Power continues to add dimensions. “When we talk about power, we have to define what that means,” points out Baines. “Many systems have sleep modes and multiple operating conditions. Are we talking about leakage or dynamic power? Some people don’t actually care about power, they care about energy. How long will your battery last? You can trade off power for energy and ask if it is more efficient for a given context. Power has complications that depend a lot on use cases. What are you really trying to measure? What are you trying to optimize?”

Those changes have been reflected in tools. “You have to make sure that the fundamental algorithms are architected around the fact that there is a functional, time-based component to what had previously been a static problem,” says Rob Knoth, product manager at Cadence. “It is no longer sufficient to use an activity factor. Instead, you have to use functional vectors. There are knobs that can be turned between fidelity and throughput. Those choices are critical because when you inject more of the variables into solving the problem you have to make sure it scales well.”

As one problem is solved, more become apparent. “Now we are moving into a world where for many applications, defining the use cases becomes harder,” says Baines. “We need a more intelligent approach for how to think about that because we cannot define all of the use cases a-priori.”

Extracted information
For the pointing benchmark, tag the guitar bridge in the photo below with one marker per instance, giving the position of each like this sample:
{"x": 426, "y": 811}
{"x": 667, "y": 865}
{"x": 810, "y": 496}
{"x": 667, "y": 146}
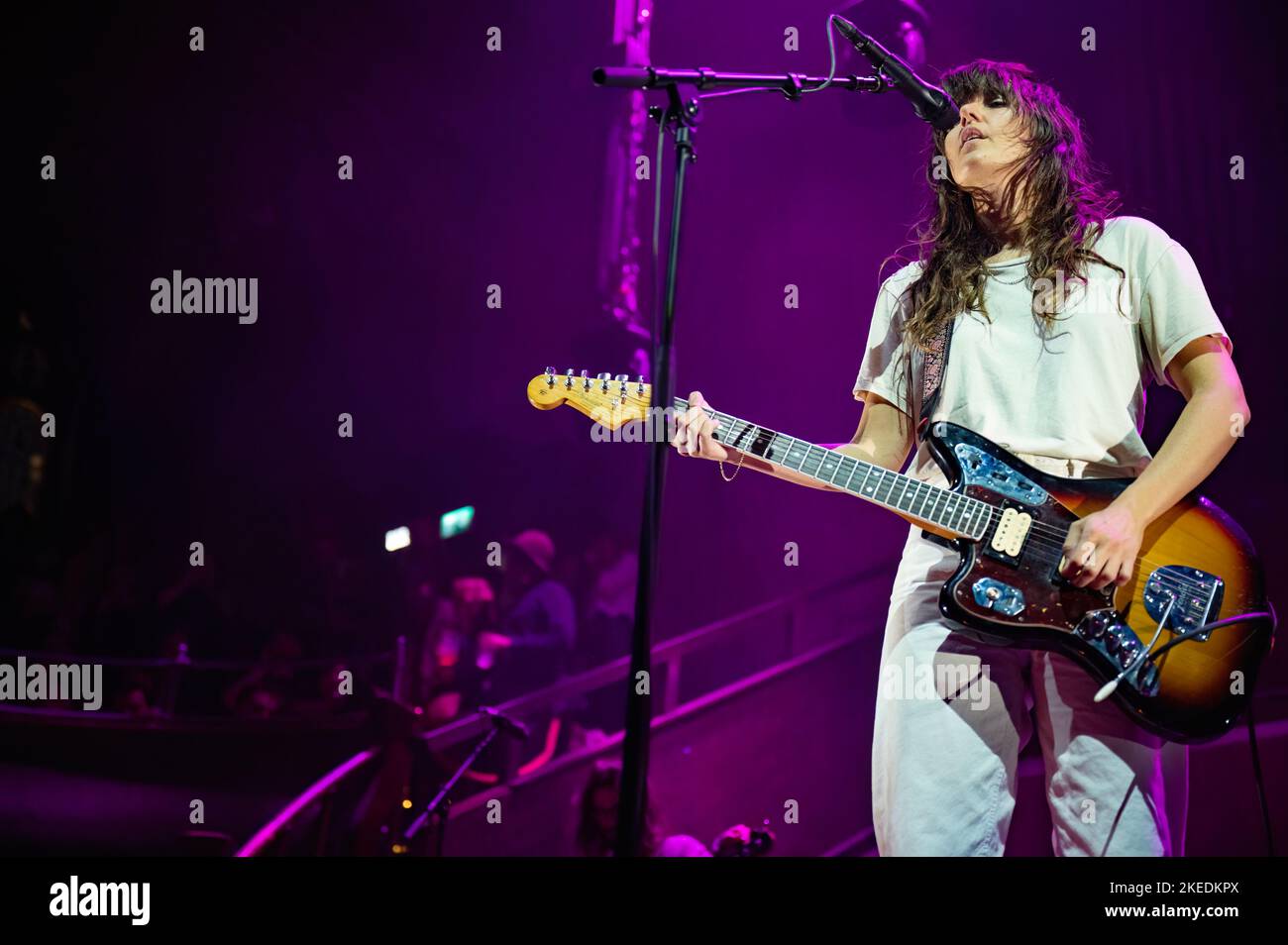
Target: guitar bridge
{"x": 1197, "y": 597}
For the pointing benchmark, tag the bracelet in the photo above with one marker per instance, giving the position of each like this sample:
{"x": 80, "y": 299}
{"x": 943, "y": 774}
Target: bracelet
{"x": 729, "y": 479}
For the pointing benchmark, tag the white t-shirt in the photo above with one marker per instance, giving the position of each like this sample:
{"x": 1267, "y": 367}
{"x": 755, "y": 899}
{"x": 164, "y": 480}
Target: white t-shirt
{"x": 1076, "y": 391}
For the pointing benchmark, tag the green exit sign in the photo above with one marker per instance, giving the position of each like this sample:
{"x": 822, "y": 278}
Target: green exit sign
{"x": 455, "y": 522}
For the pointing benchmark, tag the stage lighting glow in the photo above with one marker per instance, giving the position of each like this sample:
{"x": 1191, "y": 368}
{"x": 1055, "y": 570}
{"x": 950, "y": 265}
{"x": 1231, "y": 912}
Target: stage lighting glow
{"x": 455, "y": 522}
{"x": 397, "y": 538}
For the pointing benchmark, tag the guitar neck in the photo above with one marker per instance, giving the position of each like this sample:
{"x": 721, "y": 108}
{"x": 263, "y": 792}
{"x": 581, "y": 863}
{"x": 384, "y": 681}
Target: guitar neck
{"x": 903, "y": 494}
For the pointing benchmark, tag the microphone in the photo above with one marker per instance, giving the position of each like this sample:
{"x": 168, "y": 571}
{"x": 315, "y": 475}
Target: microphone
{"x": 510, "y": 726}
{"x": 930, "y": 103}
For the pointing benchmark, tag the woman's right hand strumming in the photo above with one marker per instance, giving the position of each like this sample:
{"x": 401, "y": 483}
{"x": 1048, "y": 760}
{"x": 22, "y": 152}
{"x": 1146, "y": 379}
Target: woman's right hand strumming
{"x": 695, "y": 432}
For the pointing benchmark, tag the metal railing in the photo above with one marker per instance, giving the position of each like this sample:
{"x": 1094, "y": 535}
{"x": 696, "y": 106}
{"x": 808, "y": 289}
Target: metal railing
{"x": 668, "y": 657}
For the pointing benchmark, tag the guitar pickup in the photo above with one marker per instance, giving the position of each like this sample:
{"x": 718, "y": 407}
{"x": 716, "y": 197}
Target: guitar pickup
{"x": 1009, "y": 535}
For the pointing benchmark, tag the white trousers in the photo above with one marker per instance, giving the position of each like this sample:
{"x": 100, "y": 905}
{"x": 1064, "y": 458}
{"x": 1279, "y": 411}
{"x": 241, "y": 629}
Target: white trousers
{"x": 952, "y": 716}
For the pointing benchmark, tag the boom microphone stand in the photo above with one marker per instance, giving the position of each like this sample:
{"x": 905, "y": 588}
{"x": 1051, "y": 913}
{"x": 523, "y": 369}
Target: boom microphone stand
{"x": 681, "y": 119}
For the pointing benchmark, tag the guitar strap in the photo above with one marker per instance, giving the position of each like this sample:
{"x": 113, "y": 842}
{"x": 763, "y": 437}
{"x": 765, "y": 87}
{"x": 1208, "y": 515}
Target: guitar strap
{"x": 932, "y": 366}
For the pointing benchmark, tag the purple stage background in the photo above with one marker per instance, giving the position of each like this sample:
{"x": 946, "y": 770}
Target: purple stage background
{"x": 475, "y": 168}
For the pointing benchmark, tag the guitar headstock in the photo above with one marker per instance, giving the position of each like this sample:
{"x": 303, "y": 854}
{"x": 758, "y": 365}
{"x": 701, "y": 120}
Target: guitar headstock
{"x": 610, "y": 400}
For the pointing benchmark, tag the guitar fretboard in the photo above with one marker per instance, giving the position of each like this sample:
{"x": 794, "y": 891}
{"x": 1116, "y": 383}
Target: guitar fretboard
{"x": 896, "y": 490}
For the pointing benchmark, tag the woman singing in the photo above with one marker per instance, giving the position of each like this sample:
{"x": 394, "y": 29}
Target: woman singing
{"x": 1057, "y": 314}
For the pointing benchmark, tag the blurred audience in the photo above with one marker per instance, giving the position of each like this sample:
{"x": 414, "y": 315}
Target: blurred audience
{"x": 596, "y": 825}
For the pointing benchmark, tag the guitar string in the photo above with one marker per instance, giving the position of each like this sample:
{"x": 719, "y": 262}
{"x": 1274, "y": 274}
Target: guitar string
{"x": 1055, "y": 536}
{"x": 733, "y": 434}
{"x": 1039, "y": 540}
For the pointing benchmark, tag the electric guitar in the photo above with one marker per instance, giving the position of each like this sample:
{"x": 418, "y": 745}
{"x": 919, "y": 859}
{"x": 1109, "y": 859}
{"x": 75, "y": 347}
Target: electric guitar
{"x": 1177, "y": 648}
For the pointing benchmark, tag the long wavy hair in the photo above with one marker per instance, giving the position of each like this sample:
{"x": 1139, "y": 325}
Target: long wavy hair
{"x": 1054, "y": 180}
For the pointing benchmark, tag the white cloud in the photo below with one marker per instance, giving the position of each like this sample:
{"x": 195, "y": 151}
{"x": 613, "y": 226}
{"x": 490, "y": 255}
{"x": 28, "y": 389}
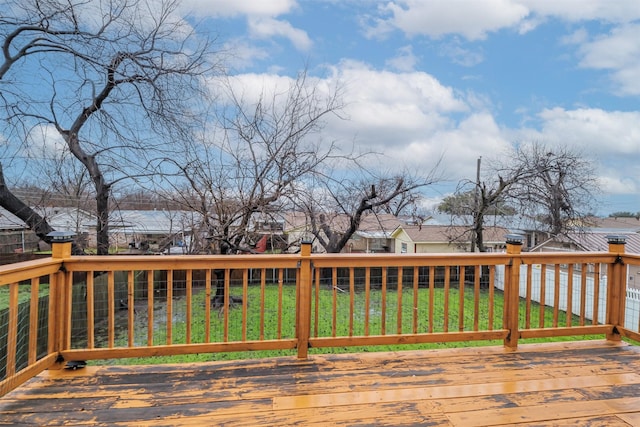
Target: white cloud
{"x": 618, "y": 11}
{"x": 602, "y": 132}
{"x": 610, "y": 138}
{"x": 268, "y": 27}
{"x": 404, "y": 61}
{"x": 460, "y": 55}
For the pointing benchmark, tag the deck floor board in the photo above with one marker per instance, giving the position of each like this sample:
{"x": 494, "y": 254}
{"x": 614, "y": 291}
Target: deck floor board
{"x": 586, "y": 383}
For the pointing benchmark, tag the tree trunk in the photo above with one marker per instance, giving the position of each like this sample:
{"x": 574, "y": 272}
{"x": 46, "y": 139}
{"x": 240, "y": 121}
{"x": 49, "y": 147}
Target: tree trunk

Goal
Extend the passage on defining and measuring power in chip design, picking up right after its final sentence.

Response to the task
Adding safety and security
Safety and security are slowing being added to the tradeoff maze. “Most recently we have grasped safety as a new variable,” says Knoth. “It became PPA while making sure that the system was safe. This was another extension to the notion of functionality. The industry is just starting to grapple with security as a new variable that impacts schedule. The impact to PPA is fascinating.”

Architects must be creative in how safety and security are implemented. “Safety mechanisms come in a variety of flavors each with their own impact on power, performance and area, and effectiveness in catching faults,” says Jacob Wiltgen, functional safety solutions manager at Mentor, a Siemens Business. “Striking the right balance of hardware and software safety mechanisms is critical in ensuring an optimal PPA implementation which achieves the safety and security targets.”

Both of the fields bring hardware/software much more centrally into the picture. “From a processor subsystem perspective, a ‘safe core’ means one that can always recover from random and systemic faults,” says Chris Jones, vice president of marketing for Codasip. “That means ECC for memories and internal buses, it means memory protection units, it means occupying memory and CPU cycles to run BiST (software built-in self tests that exercise various parts of the architecture, e.g., making sure the multiplier multiplies), and in the most safety-critical apps it means redundant processors running in lock-step.”

In some industries, controllers that were once isolated are become centralized. “Many of them use shared resources and have mixed software on a single processor or cluster,” says McDermott. “This is where the OS has to be aware of the management and responsibility that these containers and activities are different and have to be kept apart. This element is mission-critical. This element needs care and attention—especially when there is a more general capability space where you can download apps or do other riskier things, but you cannot allow them to compromise the system.”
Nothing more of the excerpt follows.